━━ EXERCISE INPUTS ━━

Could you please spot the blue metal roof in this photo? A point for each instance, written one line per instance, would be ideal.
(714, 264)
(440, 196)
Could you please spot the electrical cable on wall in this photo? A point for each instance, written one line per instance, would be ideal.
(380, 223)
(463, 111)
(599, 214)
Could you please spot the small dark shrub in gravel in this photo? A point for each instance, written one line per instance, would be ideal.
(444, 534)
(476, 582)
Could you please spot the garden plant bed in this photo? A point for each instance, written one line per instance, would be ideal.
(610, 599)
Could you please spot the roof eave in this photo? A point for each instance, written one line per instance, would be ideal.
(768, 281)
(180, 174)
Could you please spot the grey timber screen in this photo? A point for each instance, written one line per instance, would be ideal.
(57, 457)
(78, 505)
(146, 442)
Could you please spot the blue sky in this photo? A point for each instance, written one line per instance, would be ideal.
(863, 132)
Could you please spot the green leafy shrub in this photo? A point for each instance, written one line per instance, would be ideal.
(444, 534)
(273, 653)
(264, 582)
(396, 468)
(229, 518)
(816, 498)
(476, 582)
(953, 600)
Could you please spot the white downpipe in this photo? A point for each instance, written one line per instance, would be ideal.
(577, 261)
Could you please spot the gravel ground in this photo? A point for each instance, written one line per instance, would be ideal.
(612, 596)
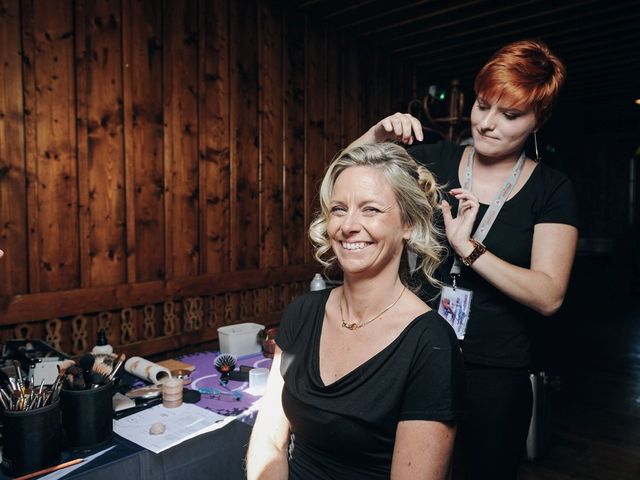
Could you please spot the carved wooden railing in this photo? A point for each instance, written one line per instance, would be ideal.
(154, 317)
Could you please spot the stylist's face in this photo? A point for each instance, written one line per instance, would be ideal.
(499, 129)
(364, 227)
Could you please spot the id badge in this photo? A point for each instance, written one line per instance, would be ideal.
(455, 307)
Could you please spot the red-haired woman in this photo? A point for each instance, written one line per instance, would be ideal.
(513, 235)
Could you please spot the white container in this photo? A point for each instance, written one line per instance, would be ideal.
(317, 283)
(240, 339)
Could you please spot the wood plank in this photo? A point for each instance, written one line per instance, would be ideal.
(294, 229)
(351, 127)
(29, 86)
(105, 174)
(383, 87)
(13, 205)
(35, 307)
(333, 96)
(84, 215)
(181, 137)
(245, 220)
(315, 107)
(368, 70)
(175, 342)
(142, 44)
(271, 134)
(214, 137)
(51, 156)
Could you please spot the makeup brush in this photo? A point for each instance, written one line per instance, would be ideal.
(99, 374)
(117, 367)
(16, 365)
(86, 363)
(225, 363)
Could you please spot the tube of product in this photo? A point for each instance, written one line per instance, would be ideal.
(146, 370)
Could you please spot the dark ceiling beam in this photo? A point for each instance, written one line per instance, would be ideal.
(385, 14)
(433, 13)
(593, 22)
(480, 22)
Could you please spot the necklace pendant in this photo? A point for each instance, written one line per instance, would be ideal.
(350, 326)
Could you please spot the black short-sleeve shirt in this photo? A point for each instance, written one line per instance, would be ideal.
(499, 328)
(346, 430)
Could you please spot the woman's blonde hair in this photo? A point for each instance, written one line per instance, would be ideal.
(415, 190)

━━━

HOW TO COMPLETE THIS TASK = The answer is the records above, repeated exactly, with no picture in it.

RESULT =
Could you please spot the blue metal roof in this photo? A point for each instance, written one line per instance, would be ideal.
(714, 264)
(440, 196)
Could you please spot the electrical cable on wall in this photo? A point for each instance, written one line per instance, would be ideal.
(380, 223)
(463, 111)
(599, 214)
Could you please spot the small dark shrub in gravel in this photo? A point for each instance, written one line per instance, would be ideal.
(444, 534)
(476, 582)
Could you please spot the garden plant bed in this photo? A point for each instance, written one line per instance, would be ideal.
(610, 599)
Could you please spot the roof eave in this photo? A point for each instance, written one line per instance, would be ideal.
(768, 281)
(180, 174)
Could you please spot the grey timber screen in this photo? A point for each instance, written one line per instance, would be ideal.
(57, 457)
(78, 505)
(146, 442)
Could you please spot the blue sky in this photo? A point for each instance, written one line per instance, would be ideal.
(863, 132)
Could you please spot the green leafy shrub in this photo? A point for each instance, written one line per instance, would be ideal.
(444, 534)
(273, 653)
(264, 582)
(396, 468)
(229, 518)
(816, 498)
(476, 582)
(953, 600)
Could you please spot the white downpipe in this photo? A point for each instance, written one line per instance, would be ideal.
(577, 261)
Could you please spot the gravel ground in this photo? A point for each instance, written one line per instance, would be ideal.
(612, 596)
Could you please spot the carved wooden railing in this photo? A point for each instance, written one line per instance, would be ideal.
(154, 317)
Could you please spot the stylist's face in this photo? A point for each instance, written one line per instance, would be ideal.
(499, 129)
(364, 227)
Could you please spot the id badge in this photo? A point for each instance, written one line per instance, would be ideal.
(455, 307)
Could you please spot the red-haired woman in this photo? A point for each instance, written one line per instance, would be ideal.
(513, 235)
Could you please spot the white container in this photo? A point for each instance, written one line per instance, would be ideal.
(317, 283)
(240, 339)
Could you please spot the wood plank in this photo? A point for each instance, written one line per instance, would be ideal.
(294, 229)
(351, 127)
(29, 86)
(105, 174)
(383, 87)
(13, 205)
(35, 307)
(333, 96)
(84, 215)
(181, 137)
(245, 220)
(315, 107)
(368, 70)
(175, 342)
(142, 44)
(271, 134)
(214, 137)
(51, 156)
Could you please spot the makeup brush in this photo? A point for each instance, written one line per instance, would be ideal.
(99, 374)
(117, 367)
(16, 365)
(86, 363)
(225, 363)
Could you please spot the tube of product in this photo? A point for each instance, written one line per instance, would be ideal.
(146, 370)
Could you please spot the dark ceiling beam in this photo? A point for each instance, written one line per instance, would be ideal.
(385, 14)
(433, 13)
(593, 22)
(480, 22)
Could you please spot the necklace pendant in this photo? A point for each instance, written one line per instance, would be ideal.
(350, 326)
Could you please spot the black short-sleeve shirt in this photo? A point for each instance, written one line per instance, would be ideal.
(499, 328)
(346, 430)
Could you please spot the woman's blonde hair in this photo? A point for each instance, written one line per instance, would be ideal.
(415, 190)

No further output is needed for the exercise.